EXERCISE INPUTS:
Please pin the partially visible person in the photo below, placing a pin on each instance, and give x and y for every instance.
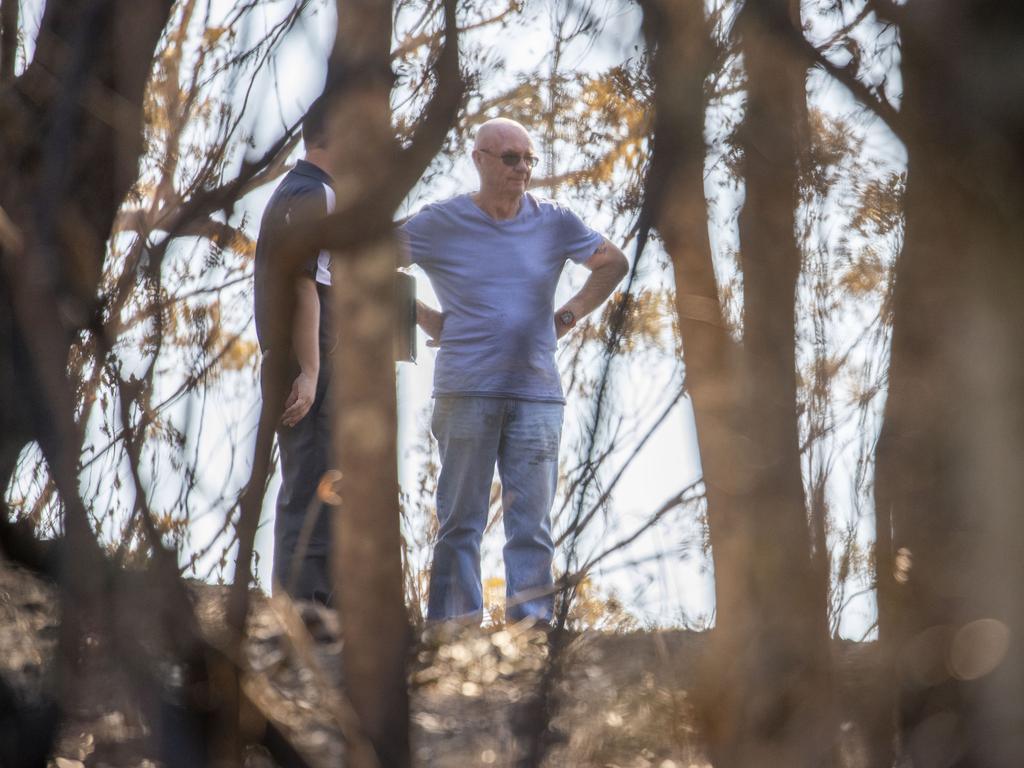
(495, 258)
(301, 530)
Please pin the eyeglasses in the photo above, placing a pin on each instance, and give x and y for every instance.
(512, 159)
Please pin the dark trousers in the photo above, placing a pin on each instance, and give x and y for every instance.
(302, 525)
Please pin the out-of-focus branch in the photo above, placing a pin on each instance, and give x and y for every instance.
(439, 114)
(8, 38)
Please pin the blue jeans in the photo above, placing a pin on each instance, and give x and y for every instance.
(522, 437)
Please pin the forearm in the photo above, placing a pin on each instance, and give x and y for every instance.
(598, 287)
(608, 265)
(429, 320)
(305, 328)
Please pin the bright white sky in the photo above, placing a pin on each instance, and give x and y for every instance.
(664, 578)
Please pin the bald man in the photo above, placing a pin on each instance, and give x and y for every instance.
(494, 258)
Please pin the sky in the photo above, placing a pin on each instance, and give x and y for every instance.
(664, 579)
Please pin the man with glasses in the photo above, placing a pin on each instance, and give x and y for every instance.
(494, 258)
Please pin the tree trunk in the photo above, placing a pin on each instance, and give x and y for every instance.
(949, 458)
(765, 697)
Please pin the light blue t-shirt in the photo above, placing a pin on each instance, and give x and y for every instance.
(496, 282)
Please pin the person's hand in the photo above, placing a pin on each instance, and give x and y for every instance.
(431, 322)
(300, 399)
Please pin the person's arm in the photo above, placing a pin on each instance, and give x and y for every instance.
(431, 322)
(305, 344)
(607, 266)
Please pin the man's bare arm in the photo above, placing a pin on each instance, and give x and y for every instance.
(607, 267)
(305, 343)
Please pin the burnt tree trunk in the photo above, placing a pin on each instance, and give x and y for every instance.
(766, 694)
(788, 716)
(949, 481)
(376, 175)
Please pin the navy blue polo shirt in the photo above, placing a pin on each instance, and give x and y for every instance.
(304, 195)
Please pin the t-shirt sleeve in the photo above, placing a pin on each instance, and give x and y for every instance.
(579, 241)
(309, 205)
(416, 236)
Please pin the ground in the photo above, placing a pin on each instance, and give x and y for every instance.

REQUIREMENTS:
Could you format all of the rows above as a numbered list, leaving out blank lines and the pictures?

EXPECTED OUTPUT:
1. Please pin the partially visible person in the photo below, placing a pin on each instance, and give x and y for every instance.
2. (495, 258)
3. (301, 530)
4. Please pin the eyeglasses in the photo above, placing a pin on each instance, and give x and y for every instance.
5. (512, 159)
6. Please pin the dark trousers in the photo above, placing a pin on each instance, and give x and y for every instance.
7. (302, 525)
8. Please pin the out-of-focus branch in the photo above, placing a pin on each instance, and give x and y for every instance.
9. (439, 114)
10. (8, 38)
11. Please pin the blue jeans in the photo above, placing a pin on each instance, and give x and y for every instance.
12. (522, 437)
13. Please pin the forearm in the photo above, placing a pin on each instance, and give x and y for every instance.
14. (598, 287)
15. (608, 265)
16. (429, 320)
17. (305, 328)
18. Please pin the bright white sky in the photo above, placing a pin on each instance, and give x and y for every instance.
19. (664, 578)
20. Please pin the bald man in the photo above, placing a pin on each instance, and give x and y for every instance.
21. (494, 258)
22. Please pin the sky in the photo above, placing a pin on each instance, and give x and y for every instance.
23. (664, 579)
24. Please pin the man with glasses in the photo above, placing a pin on each instance, and give x and y for every instance.
25. (494, 258)
26. Please pin the tree trunk in the photo above, placing a pin on each instance, and give x and y for every instance.
27. (949, 458)
28. (765, 697)
29. Please pin the light blue t-shirt in the photo above, placing a pin on each instance, and give x and y for every instance.
30. (496, 282)
31. Please pin the person's hand in the photo above, placing a pin on each instance, and give x and y for every instance.
32. (431, 322)
33. (300, 399)
34. Please pin the person's arm in the photo above, placing a pin on each instance, and give x and y for every instance.
35. (431, 322)
36. (305, 344)
37. (607, 266)
38. Please pin the man's bare arm in the photo above, placing a pin on each instance, and give x and y for every instance.
39. (607, 267)
40. (305, 343)
41. Please pin the burnt tree trunk in the photo above, placing a pin on each instance, and give x and y for every instance.
42. (766, 694)
43. (788, 716)
44. (949, 481)
45. (376, 175)
46. Please pin the navy blue polo shirt in the photo above, placing a pin on each instance, and give x and y for every instance.
47. (304, 195)
48. Please pin the t-shirt sleeve in the photo above, placing a pin on each instance, and give x and y for every instance.
49. (579, 241)
50. (309, 205)
51. (416, 236)
52. Please pin the ground in the photo above, placing a pin on each instance, and give x and y for every instance.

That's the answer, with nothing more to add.